Input for this task below:

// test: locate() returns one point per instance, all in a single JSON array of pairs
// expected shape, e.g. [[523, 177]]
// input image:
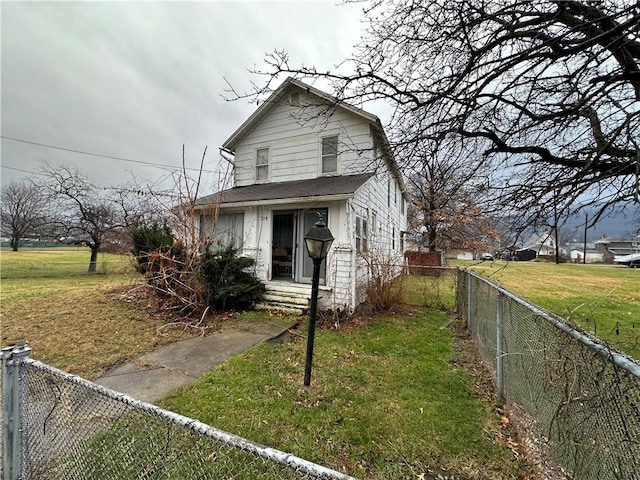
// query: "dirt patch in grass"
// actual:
[[515, 428]]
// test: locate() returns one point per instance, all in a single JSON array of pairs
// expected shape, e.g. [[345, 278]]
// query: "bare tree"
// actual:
[[24, 211], [448, 190], [549, 88], [84, 213]]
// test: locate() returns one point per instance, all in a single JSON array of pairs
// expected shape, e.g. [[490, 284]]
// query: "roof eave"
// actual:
[[278, 201]]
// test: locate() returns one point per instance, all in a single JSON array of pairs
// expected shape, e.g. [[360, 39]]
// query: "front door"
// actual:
[[306, 220], [290, 260], [284, 246]]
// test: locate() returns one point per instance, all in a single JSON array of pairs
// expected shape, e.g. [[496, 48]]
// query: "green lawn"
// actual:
[[603, 300], [385, 401], [59, 262]]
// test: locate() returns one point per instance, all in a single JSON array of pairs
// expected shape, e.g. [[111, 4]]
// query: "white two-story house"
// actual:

End of Input for this task.

:: Try it ::
Only the stretch of lines that begins with the one holding "e.g. [[111, 4]]" and ends with the last line above belongs in the answer; please write it out exactly.

:: Response to this task ::
// expected shape, e.g. [[111, 4]]
// query: "white two-story house"
// actual:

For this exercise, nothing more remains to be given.